→ **What you are asked to do**
Rescale the data between the lines holding "of the flower" and "x=182, y=208", inclusive, and write out all of those lines again, including the requests. Multiply every coordinate in the answers by 1.1 and round to the nearest whole number, with halves rounded up.

→ **Source material**
· · · ·

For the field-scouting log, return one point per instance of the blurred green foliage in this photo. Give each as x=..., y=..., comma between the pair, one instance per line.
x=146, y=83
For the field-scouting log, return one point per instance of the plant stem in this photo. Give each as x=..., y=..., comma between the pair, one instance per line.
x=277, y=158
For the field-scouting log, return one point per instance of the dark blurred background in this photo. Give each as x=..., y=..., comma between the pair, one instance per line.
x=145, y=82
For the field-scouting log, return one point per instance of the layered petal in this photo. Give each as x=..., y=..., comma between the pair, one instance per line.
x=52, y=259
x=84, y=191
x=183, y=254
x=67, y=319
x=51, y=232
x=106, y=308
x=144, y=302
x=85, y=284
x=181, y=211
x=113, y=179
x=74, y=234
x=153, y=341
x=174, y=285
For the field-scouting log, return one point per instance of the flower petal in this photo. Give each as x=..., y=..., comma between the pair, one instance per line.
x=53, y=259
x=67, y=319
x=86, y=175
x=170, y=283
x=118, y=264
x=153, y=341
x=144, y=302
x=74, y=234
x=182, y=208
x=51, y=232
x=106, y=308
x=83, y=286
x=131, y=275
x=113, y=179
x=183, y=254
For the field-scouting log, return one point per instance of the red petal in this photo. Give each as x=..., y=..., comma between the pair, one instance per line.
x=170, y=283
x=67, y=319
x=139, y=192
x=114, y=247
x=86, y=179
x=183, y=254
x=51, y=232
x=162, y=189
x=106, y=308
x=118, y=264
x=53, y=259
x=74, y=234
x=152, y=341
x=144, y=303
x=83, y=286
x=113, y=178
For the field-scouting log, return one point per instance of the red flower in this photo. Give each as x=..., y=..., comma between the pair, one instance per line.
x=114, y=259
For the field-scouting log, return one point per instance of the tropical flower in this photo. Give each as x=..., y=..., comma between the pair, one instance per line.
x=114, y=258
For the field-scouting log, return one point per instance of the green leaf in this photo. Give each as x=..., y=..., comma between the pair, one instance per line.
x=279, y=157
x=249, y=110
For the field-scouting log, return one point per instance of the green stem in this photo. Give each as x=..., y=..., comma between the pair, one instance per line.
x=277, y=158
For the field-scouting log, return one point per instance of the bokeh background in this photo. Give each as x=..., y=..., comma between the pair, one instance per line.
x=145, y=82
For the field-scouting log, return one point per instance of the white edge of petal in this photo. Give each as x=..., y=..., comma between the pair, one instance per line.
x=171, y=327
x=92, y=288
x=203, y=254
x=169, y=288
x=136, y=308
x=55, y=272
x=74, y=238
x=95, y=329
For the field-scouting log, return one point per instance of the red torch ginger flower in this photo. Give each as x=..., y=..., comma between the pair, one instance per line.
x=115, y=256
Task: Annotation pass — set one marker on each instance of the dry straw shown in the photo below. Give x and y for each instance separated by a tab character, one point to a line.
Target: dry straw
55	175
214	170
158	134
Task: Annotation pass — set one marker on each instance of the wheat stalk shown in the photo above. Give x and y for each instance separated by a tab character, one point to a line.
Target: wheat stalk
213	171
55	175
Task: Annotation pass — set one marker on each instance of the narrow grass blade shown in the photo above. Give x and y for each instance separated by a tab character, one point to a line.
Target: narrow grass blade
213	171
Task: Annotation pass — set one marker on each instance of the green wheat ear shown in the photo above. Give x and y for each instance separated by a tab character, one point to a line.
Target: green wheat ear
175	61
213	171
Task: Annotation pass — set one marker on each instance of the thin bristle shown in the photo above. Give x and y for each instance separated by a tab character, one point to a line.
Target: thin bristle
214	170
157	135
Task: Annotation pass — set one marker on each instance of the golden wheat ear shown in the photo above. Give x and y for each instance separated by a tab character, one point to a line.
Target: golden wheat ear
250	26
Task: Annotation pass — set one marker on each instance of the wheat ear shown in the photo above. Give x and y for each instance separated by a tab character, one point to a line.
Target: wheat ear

· · · ·

→ **Solved problem**
For the field-scouting log, return one point per instance of the flower petal in this photo. Give each as x=..., y=..., comma between the pair, one instance per line.
x=58, y=285
x=74, y=351
x=95, y=193
x=187, y=311
x=130, y=290
x=168, y=375
x=158, y=332
x=81, y=257
x=200, y=229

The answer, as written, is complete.